— Begin Extract provided —
Are there any shortcuts for a traditional compost pile?
Actually some communities outlaw compost piles because they attract vermin. You can make instant compost. Take table scraps, coffee grounds, orange and potato peels and put them into the blender with some water. Then add a pinch of Epsom salts and of baking powder and a teaspoon of ammonia. Pour this compost cocktail in your garden and you don’t have to wait for compost.
Any special treatment for trees?
Yes. Roll up a newspaper and crack the trees from their ankles to their armpits. Really smack them. It stimulates sap flow and begins production. You’ll have more foliage, flowers and fruit than you know what to do with. But I suggest you do it late at night. Otherwise the neighbors will think you are nuts.
What if you live in an apartment and don’t have space for a garden?
— End Extract provided —
Written task A
The gardening Q&A recommends smacking trees with a rolled-up newspaper. In one to three sentences, explain why it says to do this.
Written task B
Carry on the gardening Q&A from its final question.
— Begin Recorded data —
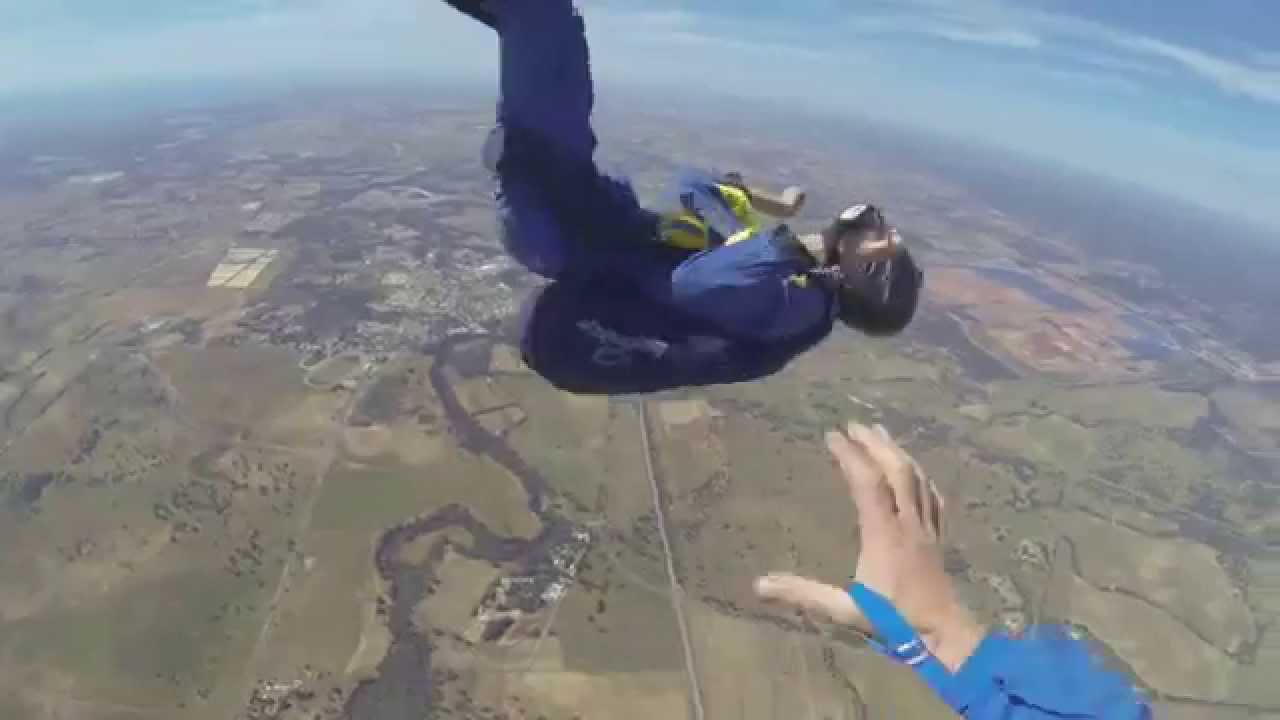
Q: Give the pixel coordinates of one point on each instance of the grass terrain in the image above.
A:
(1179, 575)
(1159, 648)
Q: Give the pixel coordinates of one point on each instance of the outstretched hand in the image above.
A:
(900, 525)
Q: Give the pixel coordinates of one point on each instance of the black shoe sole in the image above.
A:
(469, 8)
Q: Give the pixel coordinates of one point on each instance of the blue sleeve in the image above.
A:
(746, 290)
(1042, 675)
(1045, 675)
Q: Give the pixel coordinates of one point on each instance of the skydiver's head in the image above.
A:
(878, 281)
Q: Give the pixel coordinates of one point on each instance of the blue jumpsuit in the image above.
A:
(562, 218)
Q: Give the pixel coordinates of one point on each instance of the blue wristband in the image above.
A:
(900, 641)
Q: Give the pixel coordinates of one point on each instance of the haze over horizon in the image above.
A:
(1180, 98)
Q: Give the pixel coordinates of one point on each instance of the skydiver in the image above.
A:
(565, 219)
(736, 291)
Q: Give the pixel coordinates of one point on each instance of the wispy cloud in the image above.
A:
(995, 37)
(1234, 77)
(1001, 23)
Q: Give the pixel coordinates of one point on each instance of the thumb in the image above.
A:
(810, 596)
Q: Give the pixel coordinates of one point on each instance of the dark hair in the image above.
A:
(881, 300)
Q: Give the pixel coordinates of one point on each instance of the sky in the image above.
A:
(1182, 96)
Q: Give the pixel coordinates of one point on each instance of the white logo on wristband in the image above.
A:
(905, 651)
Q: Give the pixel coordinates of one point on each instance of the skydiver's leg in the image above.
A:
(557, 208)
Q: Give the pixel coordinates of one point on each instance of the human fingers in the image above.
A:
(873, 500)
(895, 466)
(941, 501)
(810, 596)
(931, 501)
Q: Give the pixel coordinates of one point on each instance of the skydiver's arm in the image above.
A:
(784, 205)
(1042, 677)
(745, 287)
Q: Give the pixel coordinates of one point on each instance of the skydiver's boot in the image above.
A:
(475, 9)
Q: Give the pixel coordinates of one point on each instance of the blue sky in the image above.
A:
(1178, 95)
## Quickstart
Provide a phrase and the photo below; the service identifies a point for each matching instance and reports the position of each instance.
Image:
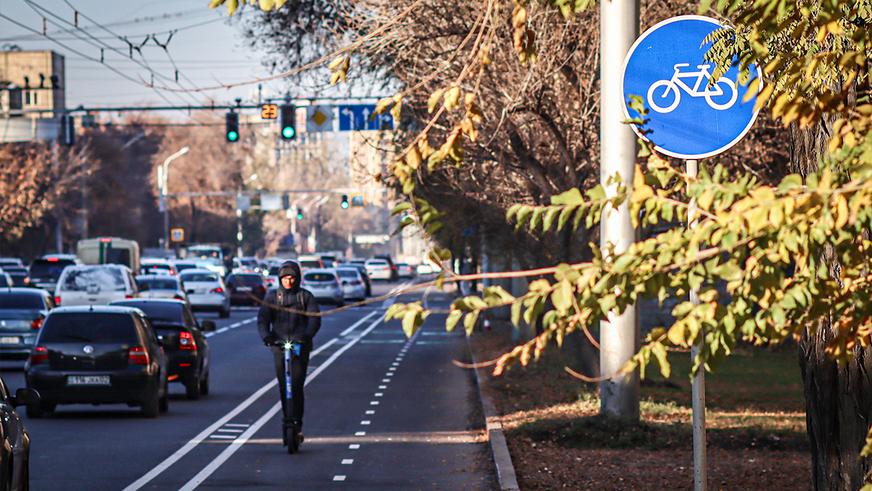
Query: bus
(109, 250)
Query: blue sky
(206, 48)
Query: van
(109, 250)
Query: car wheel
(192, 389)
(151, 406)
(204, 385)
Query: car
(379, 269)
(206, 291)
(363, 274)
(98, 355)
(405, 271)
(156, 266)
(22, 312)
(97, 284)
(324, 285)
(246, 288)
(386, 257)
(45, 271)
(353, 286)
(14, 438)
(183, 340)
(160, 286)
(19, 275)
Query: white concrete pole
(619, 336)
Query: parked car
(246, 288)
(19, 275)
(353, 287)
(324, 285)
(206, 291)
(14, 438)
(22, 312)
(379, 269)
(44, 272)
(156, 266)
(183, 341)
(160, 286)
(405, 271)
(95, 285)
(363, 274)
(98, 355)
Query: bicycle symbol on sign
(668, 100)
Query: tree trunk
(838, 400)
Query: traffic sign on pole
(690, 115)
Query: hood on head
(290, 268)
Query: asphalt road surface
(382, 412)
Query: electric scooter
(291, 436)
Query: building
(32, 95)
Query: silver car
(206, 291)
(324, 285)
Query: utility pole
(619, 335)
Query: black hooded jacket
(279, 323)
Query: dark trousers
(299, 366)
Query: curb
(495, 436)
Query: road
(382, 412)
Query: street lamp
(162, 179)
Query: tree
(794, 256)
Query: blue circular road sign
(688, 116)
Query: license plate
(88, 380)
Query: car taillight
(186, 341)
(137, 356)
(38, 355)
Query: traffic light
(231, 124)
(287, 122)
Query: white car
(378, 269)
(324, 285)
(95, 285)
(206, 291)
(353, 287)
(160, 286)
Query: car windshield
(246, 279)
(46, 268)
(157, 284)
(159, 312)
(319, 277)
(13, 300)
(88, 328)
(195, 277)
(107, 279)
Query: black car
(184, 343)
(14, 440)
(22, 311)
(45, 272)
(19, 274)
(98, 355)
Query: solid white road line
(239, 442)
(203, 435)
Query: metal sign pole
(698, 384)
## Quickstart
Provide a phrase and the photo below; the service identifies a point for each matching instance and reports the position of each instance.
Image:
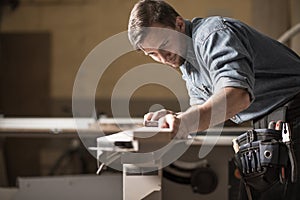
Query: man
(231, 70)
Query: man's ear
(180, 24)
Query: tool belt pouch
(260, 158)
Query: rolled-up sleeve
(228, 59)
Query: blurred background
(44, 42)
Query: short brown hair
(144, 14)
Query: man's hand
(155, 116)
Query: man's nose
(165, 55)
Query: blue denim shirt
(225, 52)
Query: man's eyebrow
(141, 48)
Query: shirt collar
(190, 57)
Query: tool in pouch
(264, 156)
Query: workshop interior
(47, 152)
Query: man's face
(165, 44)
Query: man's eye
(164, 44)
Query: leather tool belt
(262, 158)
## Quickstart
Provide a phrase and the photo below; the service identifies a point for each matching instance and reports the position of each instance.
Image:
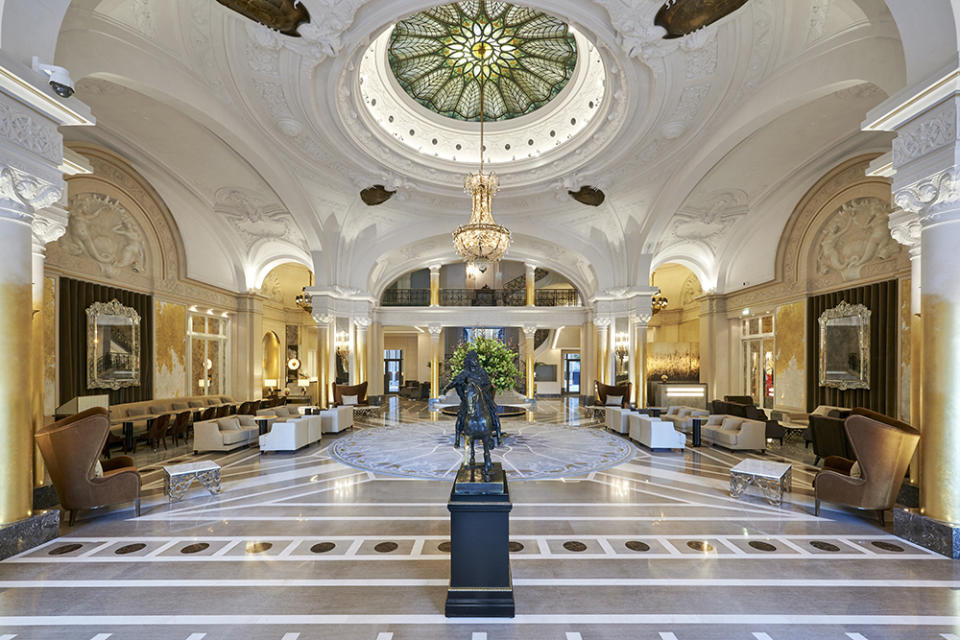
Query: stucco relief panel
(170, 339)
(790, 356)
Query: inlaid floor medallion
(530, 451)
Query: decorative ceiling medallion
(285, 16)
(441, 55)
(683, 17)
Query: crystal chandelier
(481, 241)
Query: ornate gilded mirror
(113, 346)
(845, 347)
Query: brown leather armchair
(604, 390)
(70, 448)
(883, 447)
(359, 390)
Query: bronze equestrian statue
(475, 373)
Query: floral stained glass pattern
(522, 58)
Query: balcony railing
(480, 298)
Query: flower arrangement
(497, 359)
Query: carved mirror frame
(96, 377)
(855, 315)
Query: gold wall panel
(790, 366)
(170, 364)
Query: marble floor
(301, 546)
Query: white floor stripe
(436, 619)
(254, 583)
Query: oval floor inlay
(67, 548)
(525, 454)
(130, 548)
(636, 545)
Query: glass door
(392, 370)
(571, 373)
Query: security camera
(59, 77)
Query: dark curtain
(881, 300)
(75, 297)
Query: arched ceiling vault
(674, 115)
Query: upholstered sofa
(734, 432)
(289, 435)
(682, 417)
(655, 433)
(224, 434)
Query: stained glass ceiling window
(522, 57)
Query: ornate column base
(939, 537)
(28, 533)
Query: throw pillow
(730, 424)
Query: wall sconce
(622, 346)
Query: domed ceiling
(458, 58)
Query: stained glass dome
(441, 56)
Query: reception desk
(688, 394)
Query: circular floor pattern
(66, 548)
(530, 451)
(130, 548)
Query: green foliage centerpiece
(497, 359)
— End Recorded data —
Response A
Smacking the trees stimulates sap flow and begins production. That leaves you with more foliage, flowers and fruit than you know what to do with.

Response B
People who live in apartments can grow anything I can grow. For a patio garden all you need is a bag of professional soil mix and a container—it can be a wastepaper basket or a garbage can. Peas and beans do extremely well, but I wouldn’t try watermelons on the 25th floor. The one thing to remember is to water frequently. The pot sitting on a balcony gets hot and dries up the soil in a hurry. Also, put some mulch on the top.
Do you ever feel pressure to have a perfect lawn and garden?
No, I don’t feel I have to be perfect, and sometimes I screw up. But gardens do take a little physical effort. There’s a poem by Kipling that describes it best: “Oh, Adam was a gardener, and God who made him sees/ That half a proper gardener’s work is done upon his knees.” That, I think, just about sums it up.